# Description of the task:
Needed from the entries below: every line that holds the word "cloth".
---*---
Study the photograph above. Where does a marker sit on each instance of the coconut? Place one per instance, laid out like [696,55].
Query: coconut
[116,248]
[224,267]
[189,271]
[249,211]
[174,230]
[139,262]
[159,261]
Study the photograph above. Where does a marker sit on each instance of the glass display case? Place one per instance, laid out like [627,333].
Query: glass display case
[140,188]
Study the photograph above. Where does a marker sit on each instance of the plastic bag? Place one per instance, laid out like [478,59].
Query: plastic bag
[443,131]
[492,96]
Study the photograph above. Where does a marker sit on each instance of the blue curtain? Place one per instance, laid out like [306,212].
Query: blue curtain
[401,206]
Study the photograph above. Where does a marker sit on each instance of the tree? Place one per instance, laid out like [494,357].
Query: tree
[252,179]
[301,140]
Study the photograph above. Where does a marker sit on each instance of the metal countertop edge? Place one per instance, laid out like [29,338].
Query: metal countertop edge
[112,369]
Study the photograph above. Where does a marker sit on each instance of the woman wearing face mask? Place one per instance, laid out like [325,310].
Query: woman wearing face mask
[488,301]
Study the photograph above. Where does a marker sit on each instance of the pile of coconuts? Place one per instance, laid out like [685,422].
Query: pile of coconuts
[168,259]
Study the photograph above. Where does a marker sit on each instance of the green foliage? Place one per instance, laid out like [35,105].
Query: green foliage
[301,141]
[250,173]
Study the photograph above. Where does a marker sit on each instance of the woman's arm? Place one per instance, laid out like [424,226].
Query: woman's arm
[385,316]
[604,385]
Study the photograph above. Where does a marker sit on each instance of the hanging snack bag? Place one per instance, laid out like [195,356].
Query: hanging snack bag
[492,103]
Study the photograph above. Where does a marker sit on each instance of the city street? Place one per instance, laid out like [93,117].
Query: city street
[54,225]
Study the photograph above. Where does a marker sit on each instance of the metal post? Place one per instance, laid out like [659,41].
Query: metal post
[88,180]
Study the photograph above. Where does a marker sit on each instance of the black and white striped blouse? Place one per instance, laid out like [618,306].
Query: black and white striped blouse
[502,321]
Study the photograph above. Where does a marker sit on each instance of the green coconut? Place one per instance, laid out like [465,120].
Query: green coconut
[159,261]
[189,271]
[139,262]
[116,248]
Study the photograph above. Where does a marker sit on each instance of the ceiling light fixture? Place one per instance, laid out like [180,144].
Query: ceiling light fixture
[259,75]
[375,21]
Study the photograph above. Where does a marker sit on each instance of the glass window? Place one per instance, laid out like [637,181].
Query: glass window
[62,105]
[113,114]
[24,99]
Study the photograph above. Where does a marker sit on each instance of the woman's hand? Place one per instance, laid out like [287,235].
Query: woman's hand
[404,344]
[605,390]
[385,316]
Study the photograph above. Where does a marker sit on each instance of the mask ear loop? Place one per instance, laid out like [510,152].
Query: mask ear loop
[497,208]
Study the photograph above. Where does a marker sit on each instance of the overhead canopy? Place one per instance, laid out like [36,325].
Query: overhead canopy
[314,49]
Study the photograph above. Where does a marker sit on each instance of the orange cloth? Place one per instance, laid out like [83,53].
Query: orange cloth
---*---
# Problem solution:
Study the photograph above. Where does a marker sit on each instance of the orange cloth? Place one per instance, laid out like [83,53].
Query: orange cloth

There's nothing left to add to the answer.